The problem: Every record that follows should be output exactly as it is given.
*** Given information ***
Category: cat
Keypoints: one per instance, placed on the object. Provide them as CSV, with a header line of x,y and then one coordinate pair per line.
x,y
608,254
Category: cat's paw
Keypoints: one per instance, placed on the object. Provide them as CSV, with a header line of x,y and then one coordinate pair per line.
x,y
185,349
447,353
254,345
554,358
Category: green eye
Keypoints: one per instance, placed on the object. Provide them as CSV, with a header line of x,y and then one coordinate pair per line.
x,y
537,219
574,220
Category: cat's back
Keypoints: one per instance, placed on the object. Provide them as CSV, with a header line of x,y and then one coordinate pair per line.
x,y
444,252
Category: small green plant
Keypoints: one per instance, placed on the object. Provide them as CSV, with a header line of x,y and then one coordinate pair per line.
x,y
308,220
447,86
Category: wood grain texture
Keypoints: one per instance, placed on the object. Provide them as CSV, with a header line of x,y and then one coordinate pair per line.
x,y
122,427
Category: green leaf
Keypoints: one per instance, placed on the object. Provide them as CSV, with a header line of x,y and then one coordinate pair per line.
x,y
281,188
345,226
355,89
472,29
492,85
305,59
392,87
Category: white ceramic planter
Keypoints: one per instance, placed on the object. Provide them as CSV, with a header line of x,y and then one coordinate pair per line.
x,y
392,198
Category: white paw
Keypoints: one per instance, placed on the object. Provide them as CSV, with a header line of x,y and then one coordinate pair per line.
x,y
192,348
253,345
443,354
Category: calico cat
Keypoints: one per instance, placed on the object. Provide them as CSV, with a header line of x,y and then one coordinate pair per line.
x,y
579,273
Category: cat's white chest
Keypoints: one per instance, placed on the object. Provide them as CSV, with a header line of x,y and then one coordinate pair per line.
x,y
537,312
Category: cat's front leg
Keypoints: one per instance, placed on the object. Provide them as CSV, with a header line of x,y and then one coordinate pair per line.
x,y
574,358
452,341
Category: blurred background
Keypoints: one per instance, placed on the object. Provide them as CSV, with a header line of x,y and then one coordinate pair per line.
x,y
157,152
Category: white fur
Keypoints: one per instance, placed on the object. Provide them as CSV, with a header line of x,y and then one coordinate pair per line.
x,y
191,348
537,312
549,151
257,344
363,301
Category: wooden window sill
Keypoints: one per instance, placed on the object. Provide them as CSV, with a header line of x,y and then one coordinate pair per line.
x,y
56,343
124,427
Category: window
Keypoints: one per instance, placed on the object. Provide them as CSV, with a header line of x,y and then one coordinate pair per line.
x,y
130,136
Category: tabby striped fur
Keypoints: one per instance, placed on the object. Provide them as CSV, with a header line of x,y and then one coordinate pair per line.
*** End of Given information ***
Task response:
Category: cat
Keypoints: one per instance, placed on the object. Provide them as CSV, with a header line of x,y and then one coordinate pair per line.
x,y
608,254
Category: cat's paw
Keypoints: one per instance, placed on the object. Provide them as CSV, with a header line of x,y and then one coordinate pair per line.
x,y
185,349
447,353
254,345
554,358
Category: green eye
Keypoints: one per instance, placed on the object. Provide them as CSV, with a header line of x,y and then one coordinate pair per line.
x,y
537,219
574,220
Category: cat's back
Keypoints: one per instance, placed on the object. Provide them as CSV, with a header line of x,y and then one coordinate pair per line.
x,y
444,252
Category: small green plant
Keypoints: one per instance, placed on the object. Provide them as CSV, with a header line of x,y and then one coordinate pair per line.
x,y
308,220
447,86
Category: wood grain texture
Keypoints: one per instance, placed on the object. Provide them as CSV, with a header line of x,y and then one coordinate pair per line.
x,y
122,427
Category: green leaf
Keypoints: one per instance, placed on the object. Provide them as CSV, with a header line of x,y and then one coordinate pair per line.
x,y
281,188
345,226
355,89
472,29
492,85
305,59
392,87
Category: white ceramic planter
Keypoints: one per instance, placed on the object. Provide them as CSV, with a header line of x,y and then one coordinate pair per line.
x,y
392,198
Category: white paw
Keypoints: one per instance, placed on the object. Provide them as CSV, with a header line of x,y and then one coordinate pair per line.
x,y
192,348
253,345
443,354
Category: calico cat
Keypoints: one per instance, placed on the object. Provide them as CSV, with a header line of x,y and then one coordinate pair per line.
x,y
579,273
Category: cat's white chest
Keypoints: one per instance, placed on the object. Provide them as CSV, with a header line of x,y and then one coordinate pair per line.
x,y
537,312
Category: cat's front leg
Keypoints: one per instance, placed on the object. Provide them as CSV, with a header line of x,y and then one coordinate pair per line.
x,y
574,358
452,341
Category: blurred background
Keypoints: one per instance, placed on the object. Provide them as CSV, with a header line of x,y and then one coordinate pair per line.
x,y
157,152
Category: white fur
Keypoints: one per instance, placed on the object. Provide them as CSV, with a header line of x,y and then one coordinate pair per line.
x,y
191,348
537,312
549,151
257,344
363,301
Category: wooden window sill
Keypoints: one per instance, placed on the object. Provide them as CSV, with a header line of x,y and then one coordinate pair per line.
x,y
56,343
124,427
Category: window
Keypoints: one per instance, placed on the object. Provide them as CSV, with a header line of x,y and then one coordinate pair per line.
x,y
130,136
Category: tabby striped fur
Keypoints: one per instance, placed on the object. Provide them as CSV, with a header line of x,y and then one coordinate pair per line.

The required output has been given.